1 Corinthians 13:4-7
Watching: Forever. It’s been less than a week since this show was released on Netflix and it is a must watch. For the hopeless romantics, for the lover girls and boys, for yearners — this show is for you. I’ll share more of my thoughts of the various aspects that I enjoyed next week to give everyone some time to watch it.
Reading: I am currently reading Colliding With Fate by A. E. Valdez, the second book in the Rise & Fall Series. I’m about 20% through the book on my Kindle and so far so good. What I am really excited to share is Kennedy Ryan’s book Can’t Get Enough JUST came out and I already have it in my hands — I’m trying to decide whether to cancel all my weekend plans to read it or to savor it slowly.

RECORD LIST>
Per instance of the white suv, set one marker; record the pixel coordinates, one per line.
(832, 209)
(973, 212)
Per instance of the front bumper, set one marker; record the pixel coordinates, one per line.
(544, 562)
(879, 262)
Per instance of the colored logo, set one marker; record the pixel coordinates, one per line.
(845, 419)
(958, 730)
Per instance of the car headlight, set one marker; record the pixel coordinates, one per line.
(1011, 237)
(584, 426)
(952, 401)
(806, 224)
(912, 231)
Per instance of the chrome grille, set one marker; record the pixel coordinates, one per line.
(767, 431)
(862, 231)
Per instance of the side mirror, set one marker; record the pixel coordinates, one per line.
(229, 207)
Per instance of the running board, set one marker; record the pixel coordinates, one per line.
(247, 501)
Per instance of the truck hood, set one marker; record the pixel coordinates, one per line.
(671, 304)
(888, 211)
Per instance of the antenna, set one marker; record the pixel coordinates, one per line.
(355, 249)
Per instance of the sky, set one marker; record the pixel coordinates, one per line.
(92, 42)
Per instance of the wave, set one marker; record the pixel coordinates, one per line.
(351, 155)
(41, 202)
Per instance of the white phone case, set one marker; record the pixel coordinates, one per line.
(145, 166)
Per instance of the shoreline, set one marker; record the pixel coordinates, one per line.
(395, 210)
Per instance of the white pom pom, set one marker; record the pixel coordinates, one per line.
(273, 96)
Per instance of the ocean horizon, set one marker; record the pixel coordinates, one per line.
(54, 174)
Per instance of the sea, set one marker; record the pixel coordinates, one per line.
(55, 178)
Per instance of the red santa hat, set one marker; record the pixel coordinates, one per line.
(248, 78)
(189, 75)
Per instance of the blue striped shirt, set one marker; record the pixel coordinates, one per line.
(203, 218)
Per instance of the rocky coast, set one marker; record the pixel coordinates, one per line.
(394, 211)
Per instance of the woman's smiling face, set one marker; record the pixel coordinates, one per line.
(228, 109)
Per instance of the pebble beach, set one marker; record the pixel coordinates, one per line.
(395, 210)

ACTIONS TO TAKE>
- 1) In the blog post on what the writer is watching and reading, how far into Colliding With Fate has the writer gotten?
- 2) Continue the blog post on what the writer is watching and reading from the point where it stops.

ANSWERS TO THE EXERCISE>
- 1) About 20% of the way through, reading on a Kindle.

- 2)
Thinking: I just got back from the dreamiest most beautiful wedding in Los Angeles over the past weekend. And me being me, I’ve been thinking a lot about what it means to not only experience love but sustain it. I’m thinking about how ill-prepared I often feel for relationships and especially marriage. Growing up in Nigeria, I felt like I was always told to focus on my studies and then I graduated from university and it was where is your husband? I’ve been thinking about how Nigerian culture is so enamored with ostentatious displays of love — the traffic in Lagos on Valentine’s Day is always awful, our weddings are some of the most extravagant I’ve seen, and yet there is also so much discourse about challenged relationships, infidelity, and the ugly head of patriarchy rearing its head even amongst young couples. I haven’t quite concluded my thoughts on this yet, but it’s something I’ll likely be speaking about on the podcast which will be out soon…
A Question To Consider
How do you show consideration to the people you love in your life?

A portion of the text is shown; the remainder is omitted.